> TASK GOAL: Copy the records below, substituting "lead" for every occurrence of "leash" and leaving everything else unchanged. Leave the pictures out.

> SUPPLIED MATERIAL:
• • • • •
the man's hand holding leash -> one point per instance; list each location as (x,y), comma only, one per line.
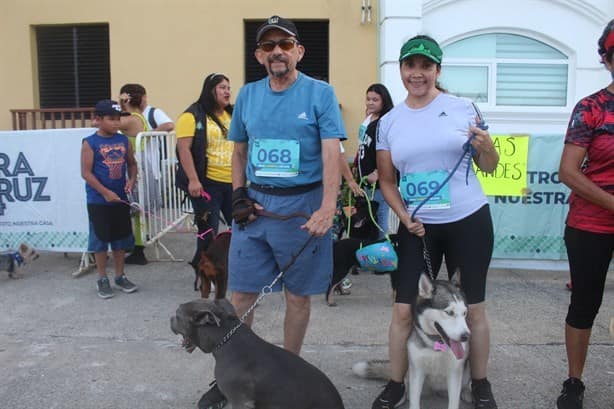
(320,222)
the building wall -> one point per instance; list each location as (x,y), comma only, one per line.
(571,26)
(170,46)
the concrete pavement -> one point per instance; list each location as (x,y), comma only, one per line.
(63,347)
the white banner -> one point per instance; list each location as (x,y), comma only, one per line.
(42,194)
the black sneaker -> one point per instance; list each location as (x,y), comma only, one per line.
(104,288)
(124,284)
(482,394)
(391,397)
(137,256)
(572,394)
(212,399)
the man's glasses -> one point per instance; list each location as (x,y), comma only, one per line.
(285,44)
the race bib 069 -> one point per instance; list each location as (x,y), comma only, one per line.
(416,187)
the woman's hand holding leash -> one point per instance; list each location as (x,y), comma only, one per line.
(414,226)
(482,142)
(194,187)
(129,186)
(111,196)
(356,190)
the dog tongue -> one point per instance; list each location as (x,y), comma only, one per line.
(457,349)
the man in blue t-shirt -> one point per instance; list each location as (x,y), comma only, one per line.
(286,129)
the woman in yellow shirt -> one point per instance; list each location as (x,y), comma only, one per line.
(205,155)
• • • • •
> ANSWER BELOW:
the man's hand holding lead -> one point per instance; list each location as (x,y), comma only, one per line.
(320,222)
the building wall -> one point per instance; list each location as (x,y), comma only, one per line.
(571,26)
(170,46)
the concrete pavement -> one point per instance; list each location as (x,y), comma only, one per line.
(63,347)
the white banner -> one point per instance; list each location as (x,y), comma only, one per line.
(42,194)
the black sneaker -> one point per instance; list each location as (x,y), comma only, one per line.
(104,288)
(124,284)
(482,394)
(391,397)
(137,256)
(572,394)
(212,399)
the man's glasses -> one point per instance; list each location as (x,y), comma only, one per line.
(285,44)
the race bib 069 -> one point per instance; list each location as (x,y), comma only, one per line.
(416,187)
the woman's hand holding lead -> one point per instance; list each location as (x,y), comma only, one per line.
(414,226)
(482,142)
(194,187)
(129,186)
(111,196)
(356,190)
the dog tongue -> one point per instance; list each location as (x,y), comma only, one per line.
(457,349)
the man in blue t-shirt -> one point per instance; list each location as (x,y), comma only, one per line.
(286,129)
the woman in yellow shirt -> one point per instance; list each location as (x,y), comma only, one per line.
(205,155)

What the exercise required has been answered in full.